Required task:
Show each line of the data below that contains the word "clock". Case counts.

The records:

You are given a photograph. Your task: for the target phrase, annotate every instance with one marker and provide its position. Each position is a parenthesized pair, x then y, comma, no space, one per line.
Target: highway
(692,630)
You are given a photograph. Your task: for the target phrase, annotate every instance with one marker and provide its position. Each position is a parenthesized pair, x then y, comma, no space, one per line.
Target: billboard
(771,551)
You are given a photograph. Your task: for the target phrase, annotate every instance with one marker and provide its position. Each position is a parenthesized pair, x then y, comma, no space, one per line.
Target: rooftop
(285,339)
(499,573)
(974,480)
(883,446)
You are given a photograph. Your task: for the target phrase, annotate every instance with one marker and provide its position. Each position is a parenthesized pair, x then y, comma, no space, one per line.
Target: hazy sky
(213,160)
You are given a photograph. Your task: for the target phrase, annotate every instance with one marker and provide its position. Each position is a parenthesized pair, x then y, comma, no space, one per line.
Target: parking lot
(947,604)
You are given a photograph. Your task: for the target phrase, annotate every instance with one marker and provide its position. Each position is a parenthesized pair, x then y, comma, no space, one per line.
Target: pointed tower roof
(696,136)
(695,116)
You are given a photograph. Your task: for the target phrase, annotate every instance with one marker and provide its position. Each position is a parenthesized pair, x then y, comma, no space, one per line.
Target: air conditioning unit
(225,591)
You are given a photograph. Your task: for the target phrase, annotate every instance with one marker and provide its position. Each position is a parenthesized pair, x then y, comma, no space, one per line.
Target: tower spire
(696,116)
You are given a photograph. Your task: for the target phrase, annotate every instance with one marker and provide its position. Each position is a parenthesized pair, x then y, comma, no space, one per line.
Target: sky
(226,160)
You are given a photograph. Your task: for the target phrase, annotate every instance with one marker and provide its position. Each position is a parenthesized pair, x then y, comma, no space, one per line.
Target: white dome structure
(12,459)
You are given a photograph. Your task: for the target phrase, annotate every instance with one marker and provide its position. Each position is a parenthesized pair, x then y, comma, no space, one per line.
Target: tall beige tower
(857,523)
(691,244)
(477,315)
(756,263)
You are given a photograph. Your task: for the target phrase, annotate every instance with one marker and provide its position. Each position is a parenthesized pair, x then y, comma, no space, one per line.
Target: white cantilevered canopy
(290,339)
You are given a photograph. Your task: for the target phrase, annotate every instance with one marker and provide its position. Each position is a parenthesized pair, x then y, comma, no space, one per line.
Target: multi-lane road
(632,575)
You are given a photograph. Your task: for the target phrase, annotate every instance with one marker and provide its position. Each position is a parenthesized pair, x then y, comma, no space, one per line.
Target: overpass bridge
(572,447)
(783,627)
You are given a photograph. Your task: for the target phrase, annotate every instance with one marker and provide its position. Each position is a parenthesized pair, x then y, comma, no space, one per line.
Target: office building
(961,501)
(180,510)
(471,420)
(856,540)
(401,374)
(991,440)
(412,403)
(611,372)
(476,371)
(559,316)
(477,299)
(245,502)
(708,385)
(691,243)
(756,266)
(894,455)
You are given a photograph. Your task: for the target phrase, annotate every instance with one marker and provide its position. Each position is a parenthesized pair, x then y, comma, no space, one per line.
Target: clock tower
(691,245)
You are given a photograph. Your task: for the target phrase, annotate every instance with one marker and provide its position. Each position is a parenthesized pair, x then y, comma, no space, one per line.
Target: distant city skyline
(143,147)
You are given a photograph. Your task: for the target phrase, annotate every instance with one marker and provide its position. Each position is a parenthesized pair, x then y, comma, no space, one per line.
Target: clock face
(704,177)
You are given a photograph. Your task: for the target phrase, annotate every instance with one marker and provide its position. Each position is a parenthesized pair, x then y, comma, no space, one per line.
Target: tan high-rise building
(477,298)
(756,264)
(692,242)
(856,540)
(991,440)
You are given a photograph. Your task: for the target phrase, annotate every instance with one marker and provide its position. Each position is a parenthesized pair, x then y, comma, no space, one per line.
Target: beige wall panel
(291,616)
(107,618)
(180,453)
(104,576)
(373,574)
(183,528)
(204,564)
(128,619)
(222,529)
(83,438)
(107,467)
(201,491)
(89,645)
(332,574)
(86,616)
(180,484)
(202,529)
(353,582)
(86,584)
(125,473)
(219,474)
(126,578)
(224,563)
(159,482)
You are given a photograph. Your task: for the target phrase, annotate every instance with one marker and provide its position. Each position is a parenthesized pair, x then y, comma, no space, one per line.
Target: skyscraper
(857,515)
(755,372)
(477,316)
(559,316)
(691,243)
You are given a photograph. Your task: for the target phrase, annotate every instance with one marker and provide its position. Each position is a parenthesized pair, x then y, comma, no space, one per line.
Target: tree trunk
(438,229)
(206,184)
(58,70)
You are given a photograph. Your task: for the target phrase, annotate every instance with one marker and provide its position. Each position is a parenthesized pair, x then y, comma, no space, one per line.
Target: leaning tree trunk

Task response:
Target: clock tower
Target: clock face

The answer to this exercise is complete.